- [Provided passage]
_ _ _ _ _

Another factor in the survival of Pan’s group was their jianghu ethic of brotherhood. The group’s revitalization of tradition in the face of marginalizing market forces allowed them to adapt to change and turn it to their advantage. Traditional culture was also a source for the group’s political consciousness. Ironically, most of them traced their first awareness of traditional Chinese culture to the iconoclasm of the Cultural Revolution. Pan dates his "discovery of my culture" to when he was eight years old, since "that’s when we began to read and learn about Confucius by criticizing him!" That paradoxical introduction to traditional culture informed his thinking when he came to reflect on the inter-relation of tradition- in- modernity through his poetry and his political activism:

You know, we were raised to be totally modern, to reject tradition quite thoroughly. But tradition is all around us and we were influenced by it when we were growing up. I’ll give you an example. I remember very clearly, when I was five years old, during Spring Festival, my father hung a set of duilian (rhyming couplets) around the door. He wrote them himself: the right hand said ‘a person must be loyal to ministers and filial to parents (yigen ren zhong cheng xiao zi)’ and the left read: ‘There are two important things: studying and growing crops (liang jian shi du shu zhong tian)’. These ideas are very traditional, and they had a very big influence on me. Especially this idea of loyalty...But as I grew up I began to ask myself, ‘loyalty to whom? The leaders of the Party kept changing-how could I be loyal to them? Who were they? It was very confusing; a long process of coming to feel that there was absolutely no connection between me and the government, the Party-- not even a little connection, none. So for me and my gerneration, we feel like strangers in our own homeland.

 

The juxtaposition of being raised to respect traditional values and then seeing the bankruptcy of the Communist Revolution’s values left Pan disillusioned, but it also spurred him to action, to become a poet:

I was brought up to believe in the power of the written word. My parents are both semi-literate, so when I was young I helped them read documents and announcements of policy. The impression this left on me was that the written words are very important, and that they were the truth. Now, when I want to write something., the first question I ask myself is "is it the truth?" It’s very ironic, really; all those documents were full of lies, but it taught me to respect the truth!

 

On one level, Pan’s statement can be understood as reflecting the post-Cultural Revolution "crisis of belief." The overpowering feeling of being marginal, lost in history and faced with the task of making sense of a society and culture of which one does not feel a part, results in an anomie that has pushed some past the brink of sadness and loneliness. As a tragic example of that anomie, Pan told the story of Hai Zi, a Beijing poet who committed suicide on the eve of the 1989 demonstrations. According to friends, there was no real ‘reason’ for his suicide, yet they were not suprised that he did it. To greater or lesser degrees they could all understand the feeling of emptiness that he could no longer endure. Pan was visibly upset at recalling his death, and he told of Song Wei’s nihilistic reaction to the news: "He drank for three days."

_ _ _ _ _

- [Data supplied]
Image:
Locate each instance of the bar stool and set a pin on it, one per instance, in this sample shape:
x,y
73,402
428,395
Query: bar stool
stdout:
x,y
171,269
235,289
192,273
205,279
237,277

_ _ _ _ _

- [Short exercise 1] Please retype the part of the passage about Pan that opens with the words containing "The juxtaposition of" and closes with "respect the truth!".
- [Short exercise 2] Repeat every line of the entries exactly.
The passage about Pan and the entries come from unrelated sources.

- [Solution 1]
The juxtaposition of being raised to respect traditional values and then seeing the bankruptcy of the Communist Revolution’s values left Pan disillusioned, but it also spurred him to action, to become a poet:

I was brought up to believe in the power of the written word. My parents are both semi-literate, so when I was young I helped them read documents and announcements of policy. The impression this left on me was that the written words are very important, and that they were the truth. Now, when I want to write something., the first question I ask myself is "is it the truth?" It’s very ironic, really; all those documents were full of lies, but it taught me to respect the truth!

- [Solution 2]
Image:
Locate each instance of the bar stool and set a pin on it, one per instance, in this sample shape:
x,y
73,402
428,395
Query: bar stool
stdout:
x,y
171,269
235,289
192,273
205,279
237,277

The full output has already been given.